- **WHAT IS REQUIRED**: Calculate how many lines of the data hold "query". The answer consists of that number only.

─── SOURCE MATERIAL ───

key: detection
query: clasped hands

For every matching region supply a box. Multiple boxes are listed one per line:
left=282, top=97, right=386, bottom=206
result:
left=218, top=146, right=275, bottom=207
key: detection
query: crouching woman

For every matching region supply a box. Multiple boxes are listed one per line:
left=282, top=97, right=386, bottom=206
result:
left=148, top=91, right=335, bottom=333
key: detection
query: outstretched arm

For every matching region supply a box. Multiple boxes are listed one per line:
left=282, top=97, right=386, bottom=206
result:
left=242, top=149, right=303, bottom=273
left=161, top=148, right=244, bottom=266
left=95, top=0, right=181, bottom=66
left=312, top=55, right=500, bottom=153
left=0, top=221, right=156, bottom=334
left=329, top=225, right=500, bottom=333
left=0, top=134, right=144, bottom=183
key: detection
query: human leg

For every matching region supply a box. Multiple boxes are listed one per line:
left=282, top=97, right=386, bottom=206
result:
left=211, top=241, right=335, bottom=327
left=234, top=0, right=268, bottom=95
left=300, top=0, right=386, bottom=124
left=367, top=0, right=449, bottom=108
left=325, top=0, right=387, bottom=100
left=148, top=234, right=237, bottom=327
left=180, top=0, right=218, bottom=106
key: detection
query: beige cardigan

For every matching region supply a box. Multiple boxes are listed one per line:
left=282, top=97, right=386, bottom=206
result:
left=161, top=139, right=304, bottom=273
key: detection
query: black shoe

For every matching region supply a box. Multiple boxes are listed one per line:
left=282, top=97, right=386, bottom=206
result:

───
─── SOURCE MATERIAL ───

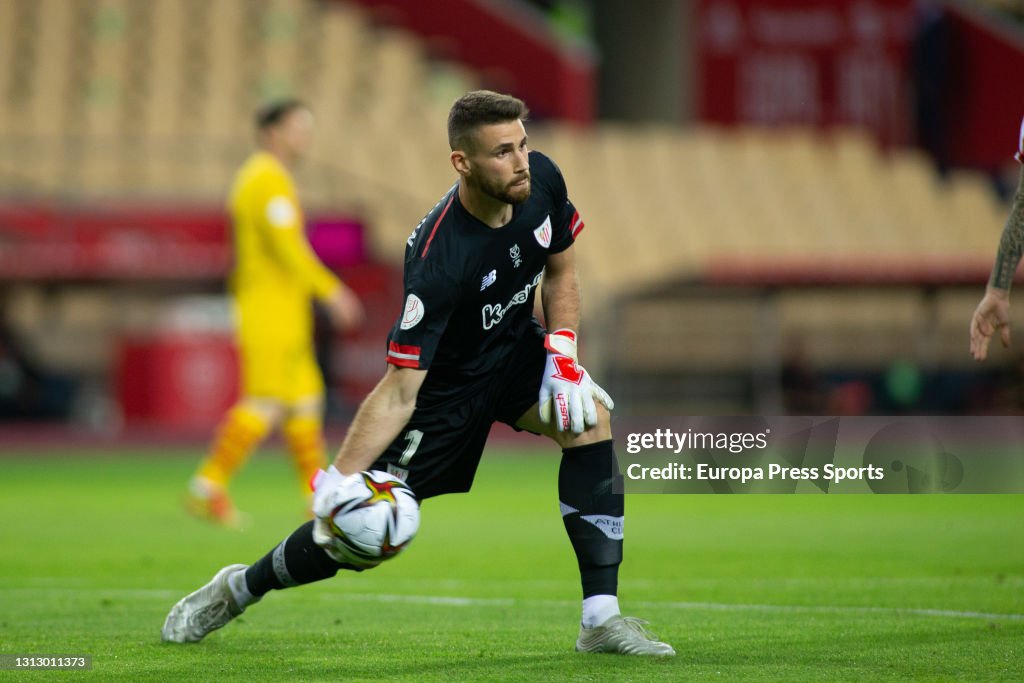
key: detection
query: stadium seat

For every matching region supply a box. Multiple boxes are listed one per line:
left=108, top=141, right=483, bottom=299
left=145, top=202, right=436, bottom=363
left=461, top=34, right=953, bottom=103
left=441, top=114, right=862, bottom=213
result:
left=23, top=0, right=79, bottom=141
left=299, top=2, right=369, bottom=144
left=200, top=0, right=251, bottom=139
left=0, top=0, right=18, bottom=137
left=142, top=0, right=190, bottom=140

───

- **RESPONSE TO THE TASK**: 7